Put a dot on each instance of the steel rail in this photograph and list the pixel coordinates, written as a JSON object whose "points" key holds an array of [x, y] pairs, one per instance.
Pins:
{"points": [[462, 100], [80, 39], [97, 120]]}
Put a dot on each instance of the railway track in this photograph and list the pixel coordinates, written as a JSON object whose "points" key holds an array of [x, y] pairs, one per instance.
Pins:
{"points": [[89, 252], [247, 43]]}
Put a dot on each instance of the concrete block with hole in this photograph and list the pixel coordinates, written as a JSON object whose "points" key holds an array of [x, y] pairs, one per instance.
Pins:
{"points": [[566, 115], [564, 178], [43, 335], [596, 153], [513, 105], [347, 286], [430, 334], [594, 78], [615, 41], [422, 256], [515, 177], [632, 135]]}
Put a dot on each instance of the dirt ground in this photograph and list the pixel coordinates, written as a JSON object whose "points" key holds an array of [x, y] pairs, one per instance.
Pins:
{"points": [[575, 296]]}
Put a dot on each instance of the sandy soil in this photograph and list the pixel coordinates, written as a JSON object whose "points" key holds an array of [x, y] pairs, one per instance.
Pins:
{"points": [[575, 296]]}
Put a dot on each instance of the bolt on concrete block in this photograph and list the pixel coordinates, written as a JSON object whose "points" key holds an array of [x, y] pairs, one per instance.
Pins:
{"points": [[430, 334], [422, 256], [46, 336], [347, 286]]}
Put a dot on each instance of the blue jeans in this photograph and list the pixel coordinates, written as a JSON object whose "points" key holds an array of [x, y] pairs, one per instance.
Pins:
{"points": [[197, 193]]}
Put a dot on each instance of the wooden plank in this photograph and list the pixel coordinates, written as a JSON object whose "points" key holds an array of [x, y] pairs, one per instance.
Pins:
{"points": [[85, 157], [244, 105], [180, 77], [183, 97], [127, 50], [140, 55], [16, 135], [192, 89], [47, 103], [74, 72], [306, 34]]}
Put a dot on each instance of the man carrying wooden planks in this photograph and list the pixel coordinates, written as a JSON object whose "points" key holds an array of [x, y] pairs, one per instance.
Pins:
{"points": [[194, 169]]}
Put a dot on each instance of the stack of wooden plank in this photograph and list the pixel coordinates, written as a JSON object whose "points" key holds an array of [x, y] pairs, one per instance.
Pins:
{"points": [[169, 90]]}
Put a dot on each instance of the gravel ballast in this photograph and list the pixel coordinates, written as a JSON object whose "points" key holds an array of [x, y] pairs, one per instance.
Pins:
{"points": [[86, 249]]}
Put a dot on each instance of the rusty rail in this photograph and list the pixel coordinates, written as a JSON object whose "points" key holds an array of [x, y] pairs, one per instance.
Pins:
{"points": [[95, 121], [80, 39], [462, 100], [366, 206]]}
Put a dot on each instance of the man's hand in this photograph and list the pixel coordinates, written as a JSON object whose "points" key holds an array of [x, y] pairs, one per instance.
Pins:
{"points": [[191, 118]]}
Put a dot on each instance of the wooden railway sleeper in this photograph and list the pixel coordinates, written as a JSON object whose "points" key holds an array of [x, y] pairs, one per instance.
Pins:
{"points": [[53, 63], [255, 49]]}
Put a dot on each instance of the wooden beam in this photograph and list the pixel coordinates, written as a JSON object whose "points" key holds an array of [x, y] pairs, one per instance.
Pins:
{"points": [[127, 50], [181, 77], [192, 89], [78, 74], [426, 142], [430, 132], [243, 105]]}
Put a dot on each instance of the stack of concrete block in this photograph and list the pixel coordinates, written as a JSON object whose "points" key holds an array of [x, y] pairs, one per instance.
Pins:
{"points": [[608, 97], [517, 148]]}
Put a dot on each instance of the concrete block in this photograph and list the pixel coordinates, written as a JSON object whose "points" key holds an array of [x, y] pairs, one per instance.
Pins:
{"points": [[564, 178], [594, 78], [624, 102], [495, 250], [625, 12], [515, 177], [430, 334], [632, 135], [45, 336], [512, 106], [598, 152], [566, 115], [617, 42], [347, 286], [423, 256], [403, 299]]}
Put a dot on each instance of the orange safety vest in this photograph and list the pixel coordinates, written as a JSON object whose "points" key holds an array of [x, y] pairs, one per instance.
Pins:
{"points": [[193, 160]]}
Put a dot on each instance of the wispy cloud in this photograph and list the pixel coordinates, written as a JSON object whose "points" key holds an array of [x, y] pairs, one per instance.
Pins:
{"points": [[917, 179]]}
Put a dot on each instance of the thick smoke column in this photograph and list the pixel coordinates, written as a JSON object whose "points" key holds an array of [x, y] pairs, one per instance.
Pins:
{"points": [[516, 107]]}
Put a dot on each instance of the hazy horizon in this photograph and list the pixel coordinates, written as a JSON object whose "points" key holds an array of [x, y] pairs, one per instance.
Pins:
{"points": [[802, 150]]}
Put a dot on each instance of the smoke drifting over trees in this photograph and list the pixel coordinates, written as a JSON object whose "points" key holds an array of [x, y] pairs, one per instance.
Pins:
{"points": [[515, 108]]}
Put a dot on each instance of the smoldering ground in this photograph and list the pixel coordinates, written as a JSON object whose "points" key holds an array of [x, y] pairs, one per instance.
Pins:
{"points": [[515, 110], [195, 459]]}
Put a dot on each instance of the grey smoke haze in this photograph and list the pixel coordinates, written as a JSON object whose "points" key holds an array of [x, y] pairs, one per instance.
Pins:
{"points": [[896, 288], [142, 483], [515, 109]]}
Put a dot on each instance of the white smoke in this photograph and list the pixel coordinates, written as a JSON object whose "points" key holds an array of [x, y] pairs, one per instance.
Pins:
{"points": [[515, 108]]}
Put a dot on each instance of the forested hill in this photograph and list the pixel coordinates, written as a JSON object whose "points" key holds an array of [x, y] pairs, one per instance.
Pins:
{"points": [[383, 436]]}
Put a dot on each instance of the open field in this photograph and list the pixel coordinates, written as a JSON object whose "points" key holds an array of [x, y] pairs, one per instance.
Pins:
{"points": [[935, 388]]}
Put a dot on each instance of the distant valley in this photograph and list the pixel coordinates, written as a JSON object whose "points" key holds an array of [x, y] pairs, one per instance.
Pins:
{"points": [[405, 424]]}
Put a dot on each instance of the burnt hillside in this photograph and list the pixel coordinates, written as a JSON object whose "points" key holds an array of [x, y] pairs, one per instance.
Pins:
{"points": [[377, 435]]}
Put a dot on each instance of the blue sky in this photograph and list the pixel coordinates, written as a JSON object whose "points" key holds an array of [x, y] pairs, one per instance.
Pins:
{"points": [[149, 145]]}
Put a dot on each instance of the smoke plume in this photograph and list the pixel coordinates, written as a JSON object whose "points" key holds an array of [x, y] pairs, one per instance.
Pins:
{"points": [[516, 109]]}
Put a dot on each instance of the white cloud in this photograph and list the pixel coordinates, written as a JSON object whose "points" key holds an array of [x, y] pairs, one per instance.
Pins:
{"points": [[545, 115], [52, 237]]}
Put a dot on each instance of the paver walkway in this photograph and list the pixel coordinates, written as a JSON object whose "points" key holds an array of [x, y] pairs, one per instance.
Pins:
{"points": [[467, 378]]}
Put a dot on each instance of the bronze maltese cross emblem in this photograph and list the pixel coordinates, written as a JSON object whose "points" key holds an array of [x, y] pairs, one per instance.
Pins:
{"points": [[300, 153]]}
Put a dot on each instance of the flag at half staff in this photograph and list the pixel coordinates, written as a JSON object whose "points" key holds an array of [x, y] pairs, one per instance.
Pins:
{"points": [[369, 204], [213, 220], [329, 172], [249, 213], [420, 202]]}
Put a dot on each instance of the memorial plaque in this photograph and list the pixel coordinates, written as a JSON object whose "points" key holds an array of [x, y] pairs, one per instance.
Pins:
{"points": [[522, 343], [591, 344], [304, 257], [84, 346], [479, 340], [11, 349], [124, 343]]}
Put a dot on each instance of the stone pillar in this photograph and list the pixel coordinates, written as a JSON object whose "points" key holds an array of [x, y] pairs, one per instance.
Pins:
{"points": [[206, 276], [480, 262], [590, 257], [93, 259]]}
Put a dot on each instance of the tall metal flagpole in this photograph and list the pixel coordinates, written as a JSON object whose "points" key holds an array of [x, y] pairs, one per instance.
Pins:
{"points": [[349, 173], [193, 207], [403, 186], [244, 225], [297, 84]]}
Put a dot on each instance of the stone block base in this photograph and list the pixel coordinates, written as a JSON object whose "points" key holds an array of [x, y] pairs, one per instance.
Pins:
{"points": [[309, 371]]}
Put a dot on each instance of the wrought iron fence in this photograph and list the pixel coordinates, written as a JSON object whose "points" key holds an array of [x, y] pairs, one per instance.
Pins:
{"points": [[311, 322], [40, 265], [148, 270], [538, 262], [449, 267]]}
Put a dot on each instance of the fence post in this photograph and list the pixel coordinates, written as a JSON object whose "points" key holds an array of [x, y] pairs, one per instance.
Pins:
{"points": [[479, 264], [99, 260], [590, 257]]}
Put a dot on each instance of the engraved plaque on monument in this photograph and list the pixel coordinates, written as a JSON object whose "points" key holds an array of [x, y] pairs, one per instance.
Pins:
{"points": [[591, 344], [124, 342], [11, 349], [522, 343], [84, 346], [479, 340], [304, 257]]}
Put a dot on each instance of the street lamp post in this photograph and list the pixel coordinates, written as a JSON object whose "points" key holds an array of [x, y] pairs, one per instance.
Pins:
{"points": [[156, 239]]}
---
# [EXERCISE DESCRIPTION]
Considering only the material above, set down every line from the one with "Put a dot on each instance of the hazy" to the one with "Put a dot on each instance of the grey", inclusive, exactly as written.

# [SOLUTION BELOW]
Put a dot on each instance of the hazy horizon in this photograph and list the pixel coordinates, written as a JSON object whose "points" key holds an array of [x, y] pairs, one per instance.
Pins:
{"points": [[802, 150]]}
Put a dot on each instance of the smoke drifting over trees in this photograph and list the pixel coordinates, written as a JSON object whose "points" key holds an array of [x, y] pairs, one per instance.
Pins:
{"points": [[515, 108]]}
Put a dot on each instance of the smoldering ground in this photograph and list the pixel coordinates, written as a JSON object whose "points" key holds an array of [x, y] pairs, one per instance.
Pins:
{"points": [[515, 110], [195, 459]]}
Put a dot on each instance of the grey smoke haze in this photograph and list the pixel coordinates, written as a JSON object whose "points" key holds an array of [x, y] pairs, one per instance.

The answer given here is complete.